(Items from a dataset)
"""
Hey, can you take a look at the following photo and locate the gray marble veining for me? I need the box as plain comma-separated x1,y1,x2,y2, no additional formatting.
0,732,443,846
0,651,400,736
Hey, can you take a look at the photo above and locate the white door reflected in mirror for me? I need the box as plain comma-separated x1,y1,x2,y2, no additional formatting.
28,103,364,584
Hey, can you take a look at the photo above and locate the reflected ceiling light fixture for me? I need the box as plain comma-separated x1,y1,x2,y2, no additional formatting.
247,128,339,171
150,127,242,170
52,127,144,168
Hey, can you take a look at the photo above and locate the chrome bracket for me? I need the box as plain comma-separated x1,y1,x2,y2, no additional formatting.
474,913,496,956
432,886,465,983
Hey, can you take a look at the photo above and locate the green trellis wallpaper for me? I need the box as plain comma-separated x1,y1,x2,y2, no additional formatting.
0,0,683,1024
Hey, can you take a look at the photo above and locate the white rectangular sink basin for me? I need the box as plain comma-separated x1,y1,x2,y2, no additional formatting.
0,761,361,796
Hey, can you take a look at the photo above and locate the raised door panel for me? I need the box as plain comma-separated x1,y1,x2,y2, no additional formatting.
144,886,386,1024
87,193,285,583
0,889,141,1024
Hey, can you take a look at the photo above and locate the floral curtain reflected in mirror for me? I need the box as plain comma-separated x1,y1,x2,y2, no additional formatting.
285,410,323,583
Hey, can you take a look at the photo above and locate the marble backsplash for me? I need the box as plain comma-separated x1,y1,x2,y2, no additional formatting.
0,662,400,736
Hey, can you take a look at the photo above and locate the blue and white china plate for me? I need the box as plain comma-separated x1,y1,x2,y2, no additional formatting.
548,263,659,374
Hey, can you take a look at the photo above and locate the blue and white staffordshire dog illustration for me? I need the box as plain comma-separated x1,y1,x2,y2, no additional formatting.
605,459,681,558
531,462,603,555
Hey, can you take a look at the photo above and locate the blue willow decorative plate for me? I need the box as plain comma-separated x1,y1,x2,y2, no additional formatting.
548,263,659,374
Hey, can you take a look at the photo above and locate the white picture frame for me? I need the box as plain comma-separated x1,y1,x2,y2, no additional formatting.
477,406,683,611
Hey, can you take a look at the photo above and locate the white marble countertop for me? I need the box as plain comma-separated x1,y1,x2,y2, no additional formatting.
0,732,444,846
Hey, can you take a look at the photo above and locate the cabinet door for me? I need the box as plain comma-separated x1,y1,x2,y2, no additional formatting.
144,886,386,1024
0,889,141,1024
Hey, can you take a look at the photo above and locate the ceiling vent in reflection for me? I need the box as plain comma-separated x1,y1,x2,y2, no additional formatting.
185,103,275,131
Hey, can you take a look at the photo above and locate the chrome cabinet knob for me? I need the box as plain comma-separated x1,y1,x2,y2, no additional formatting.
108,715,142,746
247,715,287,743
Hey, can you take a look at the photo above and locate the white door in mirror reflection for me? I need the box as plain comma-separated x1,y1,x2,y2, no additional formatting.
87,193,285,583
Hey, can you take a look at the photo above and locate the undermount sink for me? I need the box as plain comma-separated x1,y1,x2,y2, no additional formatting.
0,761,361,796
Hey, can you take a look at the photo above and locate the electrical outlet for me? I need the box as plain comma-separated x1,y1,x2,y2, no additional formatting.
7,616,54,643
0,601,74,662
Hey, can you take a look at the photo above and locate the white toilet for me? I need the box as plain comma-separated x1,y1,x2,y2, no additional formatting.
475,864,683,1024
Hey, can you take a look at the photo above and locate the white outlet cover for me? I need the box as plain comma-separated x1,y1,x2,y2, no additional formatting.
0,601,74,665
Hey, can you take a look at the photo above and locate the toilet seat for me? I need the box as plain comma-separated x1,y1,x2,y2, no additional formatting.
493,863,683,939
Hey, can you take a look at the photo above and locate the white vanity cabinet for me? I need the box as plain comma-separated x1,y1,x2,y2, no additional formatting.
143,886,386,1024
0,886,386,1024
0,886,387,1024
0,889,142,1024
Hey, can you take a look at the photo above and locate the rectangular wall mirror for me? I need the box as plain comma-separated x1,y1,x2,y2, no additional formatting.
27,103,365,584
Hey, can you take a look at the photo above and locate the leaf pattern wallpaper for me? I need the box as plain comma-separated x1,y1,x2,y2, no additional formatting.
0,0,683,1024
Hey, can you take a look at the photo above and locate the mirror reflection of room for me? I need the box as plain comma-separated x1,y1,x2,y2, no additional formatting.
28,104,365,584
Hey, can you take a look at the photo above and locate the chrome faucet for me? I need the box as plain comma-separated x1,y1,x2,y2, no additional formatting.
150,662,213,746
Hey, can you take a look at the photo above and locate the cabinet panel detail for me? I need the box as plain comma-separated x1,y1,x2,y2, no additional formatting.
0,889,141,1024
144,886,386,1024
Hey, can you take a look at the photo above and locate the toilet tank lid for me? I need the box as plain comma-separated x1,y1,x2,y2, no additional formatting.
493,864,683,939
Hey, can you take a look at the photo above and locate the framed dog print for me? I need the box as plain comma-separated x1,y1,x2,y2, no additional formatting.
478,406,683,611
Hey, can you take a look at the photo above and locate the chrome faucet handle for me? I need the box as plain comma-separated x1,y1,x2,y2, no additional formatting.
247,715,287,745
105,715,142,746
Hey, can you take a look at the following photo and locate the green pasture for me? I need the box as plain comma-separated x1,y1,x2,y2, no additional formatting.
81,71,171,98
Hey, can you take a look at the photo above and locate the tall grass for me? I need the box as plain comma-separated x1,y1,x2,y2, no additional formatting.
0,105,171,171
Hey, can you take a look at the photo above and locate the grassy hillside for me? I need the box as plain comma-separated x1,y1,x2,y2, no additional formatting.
"""
_Exercise requirements_: Count the lines in the records above that contain the word "wallpaper" and give only that number.

_Result for this exercise_: 2